ACTION ITEM
Return every record verbatim.

DATA FOR REVIEW
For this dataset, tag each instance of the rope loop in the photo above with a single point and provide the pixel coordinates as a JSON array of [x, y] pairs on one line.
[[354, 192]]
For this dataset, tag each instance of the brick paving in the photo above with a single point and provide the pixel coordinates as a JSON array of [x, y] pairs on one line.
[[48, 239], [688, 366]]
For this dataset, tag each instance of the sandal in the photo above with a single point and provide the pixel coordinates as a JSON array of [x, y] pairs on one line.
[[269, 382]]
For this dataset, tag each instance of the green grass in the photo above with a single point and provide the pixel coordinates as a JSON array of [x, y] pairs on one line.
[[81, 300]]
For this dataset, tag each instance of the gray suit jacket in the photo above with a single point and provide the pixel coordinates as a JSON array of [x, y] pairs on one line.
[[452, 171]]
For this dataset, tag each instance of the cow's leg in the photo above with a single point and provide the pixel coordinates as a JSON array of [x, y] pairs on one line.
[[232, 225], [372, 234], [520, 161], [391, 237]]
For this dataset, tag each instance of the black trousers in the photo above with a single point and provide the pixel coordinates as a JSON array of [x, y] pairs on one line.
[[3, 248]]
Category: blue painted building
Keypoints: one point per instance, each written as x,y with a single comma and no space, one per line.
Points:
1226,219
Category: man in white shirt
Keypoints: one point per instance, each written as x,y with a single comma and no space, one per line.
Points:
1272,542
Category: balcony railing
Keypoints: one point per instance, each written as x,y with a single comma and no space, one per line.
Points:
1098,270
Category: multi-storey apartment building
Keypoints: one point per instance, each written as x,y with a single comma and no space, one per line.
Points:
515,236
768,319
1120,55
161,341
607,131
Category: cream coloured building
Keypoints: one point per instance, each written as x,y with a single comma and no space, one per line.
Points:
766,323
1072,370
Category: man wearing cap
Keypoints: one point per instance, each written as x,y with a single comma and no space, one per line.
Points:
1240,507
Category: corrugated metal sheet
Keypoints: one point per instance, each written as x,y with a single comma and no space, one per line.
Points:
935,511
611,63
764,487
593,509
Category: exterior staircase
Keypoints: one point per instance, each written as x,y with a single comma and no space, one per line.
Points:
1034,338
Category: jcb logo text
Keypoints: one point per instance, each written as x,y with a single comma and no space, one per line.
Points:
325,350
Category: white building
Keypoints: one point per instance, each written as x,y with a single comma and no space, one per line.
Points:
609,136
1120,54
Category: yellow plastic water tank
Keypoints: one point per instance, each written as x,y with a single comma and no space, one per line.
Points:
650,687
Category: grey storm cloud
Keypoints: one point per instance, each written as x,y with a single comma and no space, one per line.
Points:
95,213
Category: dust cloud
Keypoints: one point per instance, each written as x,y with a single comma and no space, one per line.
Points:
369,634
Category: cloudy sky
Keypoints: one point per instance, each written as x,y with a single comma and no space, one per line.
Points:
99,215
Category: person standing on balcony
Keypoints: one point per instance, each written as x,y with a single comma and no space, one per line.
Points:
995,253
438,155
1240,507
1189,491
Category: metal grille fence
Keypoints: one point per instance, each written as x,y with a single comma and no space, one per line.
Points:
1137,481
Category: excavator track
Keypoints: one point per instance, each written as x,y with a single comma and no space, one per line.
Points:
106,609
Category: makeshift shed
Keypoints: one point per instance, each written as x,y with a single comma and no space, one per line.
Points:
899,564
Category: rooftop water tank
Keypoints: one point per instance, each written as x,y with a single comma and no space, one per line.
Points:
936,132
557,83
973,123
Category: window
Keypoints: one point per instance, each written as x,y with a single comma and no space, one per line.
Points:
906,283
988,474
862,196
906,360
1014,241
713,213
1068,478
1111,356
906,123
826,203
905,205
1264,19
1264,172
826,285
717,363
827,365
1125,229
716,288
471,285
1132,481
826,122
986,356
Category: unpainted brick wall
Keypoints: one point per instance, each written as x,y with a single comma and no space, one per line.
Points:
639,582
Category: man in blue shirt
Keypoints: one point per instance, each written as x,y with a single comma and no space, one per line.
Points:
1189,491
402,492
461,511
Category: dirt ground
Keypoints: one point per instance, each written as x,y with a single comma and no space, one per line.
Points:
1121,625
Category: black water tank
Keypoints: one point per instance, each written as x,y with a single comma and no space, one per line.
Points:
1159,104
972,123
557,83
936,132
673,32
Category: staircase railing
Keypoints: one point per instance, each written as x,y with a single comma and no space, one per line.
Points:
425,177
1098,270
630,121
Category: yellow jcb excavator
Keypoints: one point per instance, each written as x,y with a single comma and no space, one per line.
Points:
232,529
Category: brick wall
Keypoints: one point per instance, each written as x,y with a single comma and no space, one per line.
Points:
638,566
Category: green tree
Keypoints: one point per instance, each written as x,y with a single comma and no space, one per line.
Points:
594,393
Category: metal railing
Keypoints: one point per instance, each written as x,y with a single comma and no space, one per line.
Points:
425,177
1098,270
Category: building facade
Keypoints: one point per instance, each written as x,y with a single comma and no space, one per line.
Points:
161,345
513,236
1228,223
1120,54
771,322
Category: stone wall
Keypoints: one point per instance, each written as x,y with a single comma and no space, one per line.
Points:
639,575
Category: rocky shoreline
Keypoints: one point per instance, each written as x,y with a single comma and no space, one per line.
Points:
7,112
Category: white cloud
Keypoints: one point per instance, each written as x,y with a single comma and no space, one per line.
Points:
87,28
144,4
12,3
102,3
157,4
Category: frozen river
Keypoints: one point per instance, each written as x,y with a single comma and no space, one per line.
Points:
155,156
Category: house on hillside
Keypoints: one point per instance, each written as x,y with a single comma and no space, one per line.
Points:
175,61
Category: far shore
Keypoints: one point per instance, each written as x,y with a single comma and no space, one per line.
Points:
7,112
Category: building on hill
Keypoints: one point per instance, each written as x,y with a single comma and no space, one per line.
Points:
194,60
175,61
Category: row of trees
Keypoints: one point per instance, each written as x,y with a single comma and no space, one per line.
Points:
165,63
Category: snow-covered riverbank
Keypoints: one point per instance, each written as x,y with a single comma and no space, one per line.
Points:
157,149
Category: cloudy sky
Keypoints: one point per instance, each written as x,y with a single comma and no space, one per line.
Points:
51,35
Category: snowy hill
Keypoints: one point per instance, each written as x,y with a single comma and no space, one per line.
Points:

SOLVED PROBLEM
For this dataset, tag each instance of the rope loop in the photo above with a single point and provide the pixel coordinates as a JSON array of [x, y] pairs on one line.
[[354, 192]]
For this dataset, tag each instance of the brick paving in the photo above with a single point and provide the pixel coordinates as a JSON array of [x, y] pairs on one line.
[[48, 239], [688, 366]]
For this dataset, tag each instance of the sandal in the photo above with a single point and provide the pixel coordinates as a JSON array of [x, y] pairs on one line.
[[269, 382]]
For this dataset, tag each instance of the green grass in the photo above with a single point and provide the pixel coordinates as a JSON array of [x, y] pairs on one line.
[[81, 300]]
For this dataset, tag each instance of the gray suit jacket in the photo above with a single point and provide the pixel coordinates as a JSON array of [x, y] pairs on one line.
[[452, 171]]
For this dataset, tag each instance of the cow's leg in the photo above with a single point and provide the pixel coordinates as a JSON array of [x, y] pairs on one line.
[[232, 225], [372, 234], [520, 161], [391, 237]]
For this dataset, tag each instance of the black trousers in the photo above with a single point and provide the pixel coordinates as a JSON array of [x, y] pairs on one line.
[[3, 248]]
Category: blue painted building
Keypoints: one point per instance, each written as x,y with a single comma and no space, one per line.
Points:
1226,219
Category: man in white shirt
Keypoints: one point per instance, each written as x,y with a single comma and no space, one per line.
Points:
1272,542
Category: balcony railing
Keypoints: one point per instance, each written as x,y with a single comma and no space, one per line.
Points:
1098,270
Category: multi-storey apartment building
Keypoints: one point per instance, each written as x,y with a single comma and no space, one per line.
Points:
515,236
768,319
1120,55
161,341
607,131
Category: cream coloured building
Keypoints: one point per instance, each written as x,y with a single comma and no space, one per line.
Points:
766,323
1072,370
Category: man wearing cap
Keypoints: one point per instance, each written as x,y with a single comma and no space, one per line.
Points:
1240,507
Category: corrugated metal sheet
Keypoints: one point per instance, each written as x,y with a single comma and no space, one per line.
Points:
935,511
611,63
764,487
593,509
Category: exterior staircase
Keypoints: one point per instance, each written as x,y with a single comma and no space, one per line.
Points:
1034,338
Category: jcb logo text
Keypoints: one point per instance, each written as x,y with a single comma and no space, one per line.
Points:
325,350
Category: white building
Keypoints: one point per instance, each written as x,y with a single comma and no space, one per line.
Points:
609,136
1120,54
Category: yellow plastic water tank
Keypoints: one point per instance, each written as x,y with a single comma and no space, one per line.
Points:
650,687
Category: grey storm cloud
Keypoints: one point per instance, each written as x,y with a single comma and no space, one per line.
Points:
95,213
Category: dust cloud
Keypoints: one point per instance, each written as x,y with a single comma and no space, one per line.
Points:
369,634
Category: cloudy sky
Keypoints: one point per instance, each written as x,y with a single comma and no space, one per line.
Points:
99,215
Category: person standing on balcony
Keypoints: one point per instance, each written as x,y with a single comma and no space, one per line.
Points:
995,253
438,155
1240,507
1189,491
Category: metal grille fence
Keypoints: one point per instance, each written as x,y with a single comma and no space, one per line.
Points:
1137,481
Category: excavator track
Keypoints: one point per instance, each written as x,y with a single comma and no space, one per line.
Points:
106,609
Category: makeshift shed
Keypoints: one point per instance, each written as x,y with a single comma and no space, one per line.
Points:
899,564
Category: rooftop water tank
Keypoints: one point per instance, each written as x,y with a single comma and no space, one per line.
Points:
936,132
557,83
973,123
Category: window
Keypoints: one point per instance, each written as x,y with a single comma and no space, one per line.
Points:
906,283
988,474
862,196
906,360
1014,241
713,213
1068,478
1111,356
906,123
826,203
905,205
1264,19
1264,172
826,285
717,363
827,365
1125,229
716,288
471,285
1132,481
826,122
986,356
Category: unpainted brick wall
Keypoints: one point per instance, each written as x,y with a single comma and no space, one per line.
Points:
639,582
Category: man in blue shirt
Keypoints: one point per instance, each written as x,y with a single comma and no space, one per line.
Points:
1189,491
402,492
461,511
Category: dirt ground
Keypoints: one point per instance, each written as x,y with a single comma and no space, one per line.
Points:
1121,625
Category: black water tank
Keypoints: one point per instance, each written as x,y with a single comma and no space, one per line.
Points:
1159,104
972,123
557,83
936,132
673,32
Category: staircase railing
Keypoints: one point per instance, each written as x,y with a single comma and no space, one per line.
Points:
425,177
1098,270
630,121
Category: yellow jcb excavator
Keypoints: one point per instance, each written as x,y with a single comma and no space, one per line.
Points:
232,529
Category: brick wall
Keypoints: one point per instance, each written as x,y with a single comma and no space, one per line.
Points:
638,566
Category: green tree
Keypoints: one point per instance, each written as x,y with a single comma and no space, one per line.
Points:
594,393
Category: metal railing
Keypoints: one point per instance, each written as x,y with a single comma and no space, one per line.
Points:
425,177
1098,270
Category: building facade
Keypoints: one point per instance, each written as x,y with a single comma and no space, one per line.
Points:
161,345
513,236
1228,223
1120,54
771,322
Category: stone wall
Keypoints: one point per instance, each written as x,y with a single comma and no space, one per line.
Points:
639,575
Category: rocky shoreline
Keypoints: one point per instance, each written as x,y with a single comma and no space, one per line.
Points:
7,112
Category: white cloud
Keypoints: one point per instance, each written as x,y with a single comma and no space, one per line.
Points:
87,28
144,4
12,3
102,3
157,4
Category: frozen river
Keypoints: one point per instance, each written as x,y with a single comma and no space, one per line.
Points:
155,156
Category: house on hillside
Keypoints: one point per instance, each written as x,y with a single comma and no space, one per line.
Points:
175,61
Category: far shore
Keypoints: one point per instance, each written as x,y with a single comma and no space, one per line.
Points:
7,112
Category: building on hill
Keypoints: one point per instance, each written as x,y with a single comma and no space, one per line.
Points:
194,60
175,61
Category: row of trees
Keypoints: one point per instance, each written as x,y with a single comma and no space, one per line.
Points:
165,63
Category: snow-covered riverbank
Keypoints: one point per instance, each written as x,y with a single comma and no space, one per line.
Points:
157,149
Category: cloudy sky
Keypoints: one point per instance, each written as x,y with a single comma and no space, one per line.
Points:
51,35
Category: snowy hill
Keypoints: one point per instance, each written as x,y with a single comma and no space, one per line.
Points:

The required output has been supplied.